▸ Exercise prompt: In the data below, find each line that contains the word "small" and copy it.

※ ※ ※

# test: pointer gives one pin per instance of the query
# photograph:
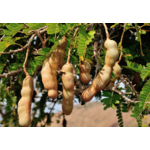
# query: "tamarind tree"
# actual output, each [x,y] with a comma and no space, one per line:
[106,54]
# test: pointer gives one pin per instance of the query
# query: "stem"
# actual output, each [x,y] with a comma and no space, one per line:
[121,43]
[24,64]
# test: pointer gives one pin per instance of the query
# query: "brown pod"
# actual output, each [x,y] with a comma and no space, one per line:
[117,72]
[68,89]
[24,105]
[104,76]
[48,73]
[136,80]
[99,83]
[85,69]
[61,49]
[112,53]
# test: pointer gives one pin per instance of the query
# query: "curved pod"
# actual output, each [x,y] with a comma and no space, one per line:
[24,105]
[112,53]
[48,73]
[61,49]
[117,72]
[68,89]
[104,76]
[85,69]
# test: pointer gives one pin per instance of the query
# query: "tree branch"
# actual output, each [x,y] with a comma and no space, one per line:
[11,73]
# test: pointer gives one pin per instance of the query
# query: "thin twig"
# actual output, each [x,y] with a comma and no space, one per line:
[24,64]
[121,43]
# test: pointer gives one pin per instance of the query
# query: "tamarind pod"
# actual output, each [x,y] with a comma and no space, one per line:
[48,73]
[68,89]
[112,53]
[61,49]
[117,72]
[85,69]
[136,80]
[99,83]
[104,76]
[24,105]
[88,94]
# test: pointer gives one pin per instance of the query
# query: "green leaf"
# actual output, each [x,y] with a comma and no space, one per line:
[53,28]
[145,72]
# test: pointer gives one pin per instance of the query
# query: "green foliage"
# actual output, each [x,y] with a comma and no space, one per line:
[110,100]
[145,72]
[134,66]
[17,36]
[144,97]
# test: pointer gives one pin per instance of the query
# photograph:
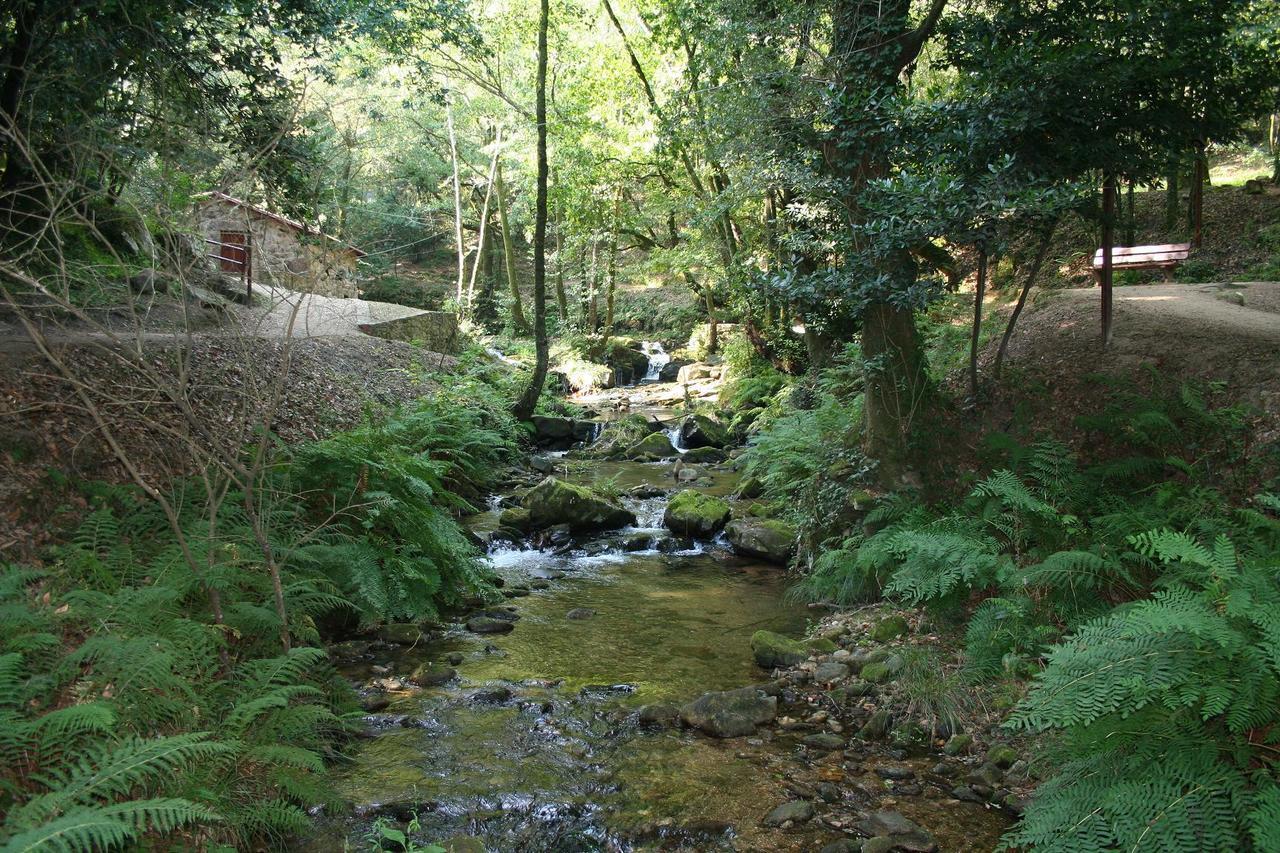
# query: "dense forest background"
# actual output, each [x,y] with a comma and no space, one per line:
[842,206]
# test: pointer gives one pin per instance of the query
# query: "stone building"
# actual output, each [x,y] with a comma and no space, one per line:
[242,238]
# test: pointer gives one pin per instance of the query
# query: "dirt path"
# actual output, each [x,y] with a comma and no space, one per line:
[1228,333]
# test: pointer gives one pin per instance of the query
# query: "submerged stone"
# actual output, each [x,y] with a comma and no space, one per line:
[488,625]
[730,714]
[433,675]
[400,633]
[877,726]
[890,628]
[794,812]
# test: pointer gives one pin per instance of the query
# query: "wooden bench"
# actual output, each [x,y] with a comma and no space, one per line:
[1165,256]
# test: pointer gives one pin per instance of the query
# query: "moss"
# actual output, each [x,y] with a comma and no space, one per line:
[650,447]
[890,628]
[690,512]
[775,649]
[876,673]
[515,518]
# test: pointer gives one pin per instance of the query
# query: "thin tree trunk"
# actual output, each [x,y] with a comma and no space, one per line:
[1201,176]
[611,273]
[593,302]
[979,291]
[484,222]
[457,199]
[524,409]
[1130,223]
[508,250]
[1171,199]
[561,300]
[1274,138]
[896,388]
[1041,254]
[1109,236]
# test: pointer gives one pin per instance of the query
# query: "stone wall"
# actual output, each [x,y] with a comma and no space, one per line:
[435,331]
[280,255]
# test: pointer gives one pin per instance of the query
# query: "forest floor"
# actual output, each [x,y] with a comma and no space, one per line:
[1188,333]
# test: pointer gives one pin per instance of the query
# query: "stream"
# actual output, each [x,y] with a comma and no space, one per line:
[536,743]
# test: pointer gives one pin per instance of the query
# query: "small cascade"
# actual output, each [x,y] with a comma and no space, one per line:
[658,359]
[676,441]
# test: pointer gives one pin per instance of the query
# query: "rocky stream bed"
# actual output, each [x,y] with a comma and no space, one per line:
[640,689]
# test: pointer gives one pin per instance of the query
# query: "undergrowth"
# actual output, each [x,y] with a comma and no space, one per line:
[132,716]
[1139,594]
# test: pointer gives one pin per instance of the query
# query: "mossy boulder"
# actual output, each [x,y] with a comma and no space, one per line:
[693,514]
[730,714]
[400,633]
[876,673]
[433,674]
[515,518]
[775,649]
[890,628]
[764,538]
[704,455]
[649,448]
[700,430]
[553,502]
[1002,756]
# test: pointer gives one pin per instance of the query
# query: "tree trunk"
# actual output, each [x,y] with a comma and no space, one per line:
[561,300]
[457,200]
[1041,254]
[524,407]
[1274,138]
[1130,223]
[484,222]
[979,291]
[593,300]
[611,269]
[1171,199]
[897,389]
[1200,177]
[508,251]
[1109,236]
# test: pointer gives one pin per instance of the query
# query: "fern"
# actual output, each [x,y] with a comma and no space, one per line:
[1162,703]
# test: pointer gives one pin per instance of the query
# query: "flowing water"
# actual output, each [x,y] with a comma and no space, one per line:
[536,747]
[560,762]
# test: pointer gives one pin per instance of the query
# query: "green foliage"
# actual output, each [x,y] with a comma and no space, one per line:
[1169,708]
[122,717]
[392,488]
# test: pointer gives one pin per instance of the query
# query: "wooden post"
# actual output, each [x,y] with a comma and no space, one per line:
[1109,227]
[977,319]
[1198,196]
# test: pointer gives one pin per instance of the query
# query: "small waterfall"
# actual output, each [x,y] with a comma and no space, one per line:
[673,437]
[658,359]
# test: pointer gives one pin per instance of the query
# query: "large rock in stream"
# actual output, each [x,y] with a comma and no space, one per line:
[553,502]
[650,448]
[562,433]
[693,514]
[730,714]
[764,538]
[700,430]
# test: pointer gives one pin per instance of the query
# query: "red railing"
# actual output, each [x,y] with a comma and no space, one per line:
[243,264]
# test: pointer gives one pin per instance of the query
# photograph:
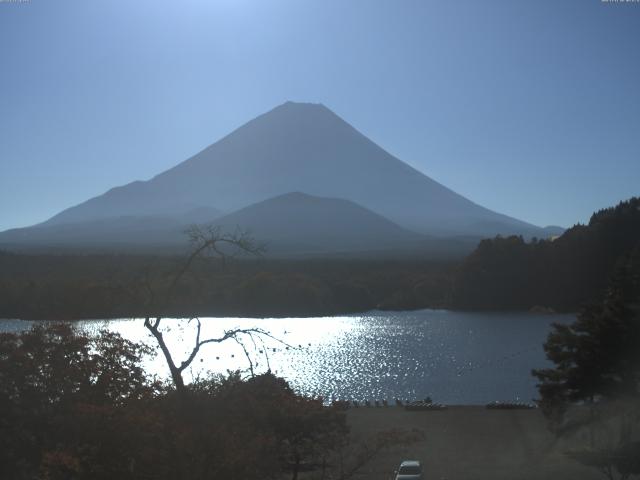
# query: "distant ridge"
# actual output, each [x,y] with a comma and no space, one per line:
[296,147]
[300,223]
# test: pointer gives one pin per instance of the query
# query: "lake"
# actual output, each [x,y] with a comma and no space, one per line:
[453,357]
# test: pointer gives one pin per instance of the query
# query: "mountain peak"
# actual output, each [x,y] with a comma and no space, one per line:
[301,147]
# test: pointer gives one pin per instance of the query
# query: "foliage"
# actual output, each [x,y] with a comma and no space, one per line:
[115,286]
[563,273]
[597,370]
[74,406]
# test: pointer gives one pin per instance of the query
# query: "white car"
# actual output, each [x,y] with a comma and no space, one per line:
[409,470]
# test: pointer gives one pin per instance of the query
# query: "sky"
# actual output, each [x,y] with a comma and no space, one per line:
[530,108]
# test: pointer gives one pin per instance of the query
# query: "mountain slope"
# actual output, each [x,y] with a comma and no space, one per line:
[300,223]
[306,148]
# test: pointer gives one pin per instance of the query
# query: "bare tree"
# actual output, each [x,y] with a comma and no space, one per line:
[205,240]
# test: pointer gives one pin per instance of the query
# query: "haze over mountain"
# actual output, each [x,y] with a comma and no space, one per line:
[306,148]
[296,147]
[297,223]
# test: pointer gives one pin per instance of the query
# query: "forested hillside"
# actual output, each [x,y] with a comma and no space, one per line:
[563,273]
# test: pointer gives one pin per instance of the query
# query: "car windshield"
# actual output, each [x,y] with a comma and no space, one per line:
[409,470]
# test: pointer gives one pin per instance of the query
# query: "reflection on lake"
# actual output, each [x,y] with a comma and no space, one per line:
[454,357]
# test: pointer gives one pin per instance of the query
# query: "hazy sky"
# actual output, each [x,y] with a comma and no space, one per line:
[530,108]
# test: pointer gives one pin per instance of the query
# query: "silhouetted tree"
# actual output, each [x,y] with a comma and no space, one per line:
[597,364]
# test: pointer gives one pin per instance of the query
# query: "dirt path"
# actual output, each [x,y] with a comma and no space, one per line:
[470,443]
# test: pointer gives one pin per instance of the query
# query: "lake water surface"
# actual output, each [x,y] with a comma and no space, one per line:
[454,357]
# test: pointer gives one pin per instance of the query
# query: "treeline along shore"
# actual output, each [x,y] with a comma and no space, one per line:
[114,286]
[504,273]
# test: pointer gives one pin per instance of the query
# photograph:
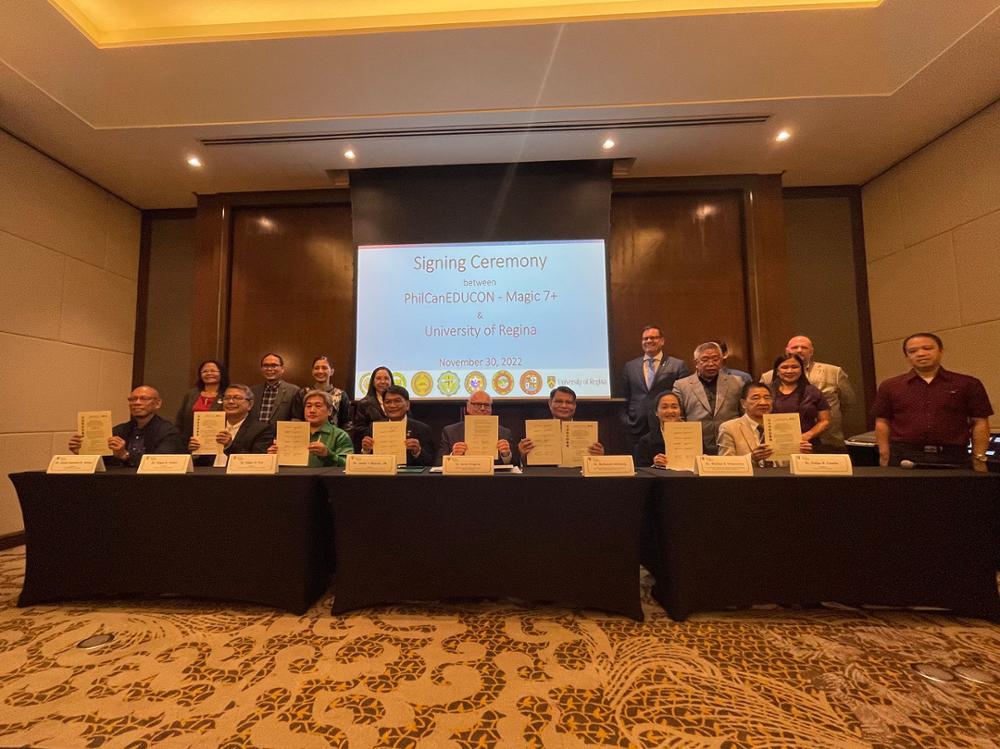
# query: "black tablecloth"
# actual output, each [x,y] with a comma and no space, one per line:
[260,539]
[884,536]
[547,535]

※ ※ ※

▸ Your solution:
# query: "small cascade"
# query: "small waterfall"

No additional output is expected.